SUA TAREFA ▸
No trecho sobre saúde e juventude, qual será o lema da Campanha da Fraternidade de 2012?

É função das cristãs e cristãos de hoje perguntar: por que não quereis curar esta jovem, este jovem em dia de sábado? Isto é, que lógica absurda é essa que leva uma pessoa a ter que andar 90 km de ambulância implorando socorro, passando por 6 hospitais, antes de ser atendida? Que sistema é esse que gera tanta violência, a ponto de impedir um enfermo de ser atendido porque os médicos de plantão estão atendendo uma emergência? Que leis são essas que não asseguram, de fato, o direito à saúde? Lembrando-nos que saúde e salvação possuem o mesmo radical etimológico, cumpre, por fim, perguntar: quem vai salvar nossas/os jovens?
No meio católico romano, a saúde será o tema da Campanha da Fraternidade de 2012. Seu lema será: “Que a saúde se difunda sobre a terra” (Eclo 38,8). É dever dos grupos de jovens discutir quais são, de fato, os seus direitos nessa área. Como fazer para que sejam respeitados, ou (em sua ausência) conquistá-los? O Estatuto da Juventude é uma alternativa? E o CONJUVE? E as pastorais ou movimentos religiosos de juventude? Caso o grupo desconheça alguma dessas nomenclaturas ou iniciativas, deve-se buscar informações para enriquecer o debate. O que os grupos não podem é deixar passar esse momento de oração, reflexão e ação.
A mão paralisada é a impotência de controlar a própria vida. Ao restituir os movimentos, a força, a saúde à mão do moço da sinagoga, Jesus o impele a ser novamente o protagonista de sua história. O que paralisa nossas mãos, isto é, o que nos impede de decidirmos os rumos da saúde-salvação-paz das/os jovens? De que forma podemos combater esse poder que nos oprime?
Sem dúvida, é fundamental continuar a discutir a cura do câncer, da AIDS, do ebola etc. As DSTs devem continuar sendo uma preocupação. Não podemos ignorar os males do século (estresse, ansiedade, depressão...). Mas parece que já existem especialistas empenhados em resolver essas questões. Então o que fazer? Que tal respondermos às seguintes perguntas: o que mais priva as/os jovens de manter a saúde-salvação-paz? O que as/os impede de ter qualidade de vida, de ter vida plena? Quais as causas de seus males? É possível combatê-las? Juntos ou sozinhos? De qualquer jeito ou de forma sistematizada? Através das instituições ou longe delas? Que ações concretas já existem ou poderão ser organizadas? Quais as parceiras e parceiros que poderão ajudar?

MATERIAL EXTRAÍDO ▸
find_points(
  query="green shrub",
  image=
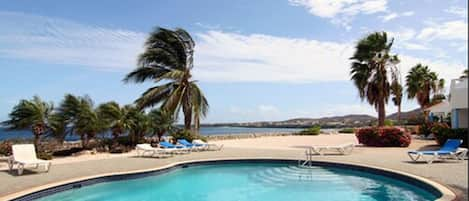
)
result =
(444, 133)
(425, 129)
(347, 130)
(388, 122)
(5, 148)
(383, 137)
(187, 135)
(67, 152)
(315, 130)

RESULTADO ABAIXO ▸
“Que a saúde se difunda sobre a terra” (Eclo 38,8).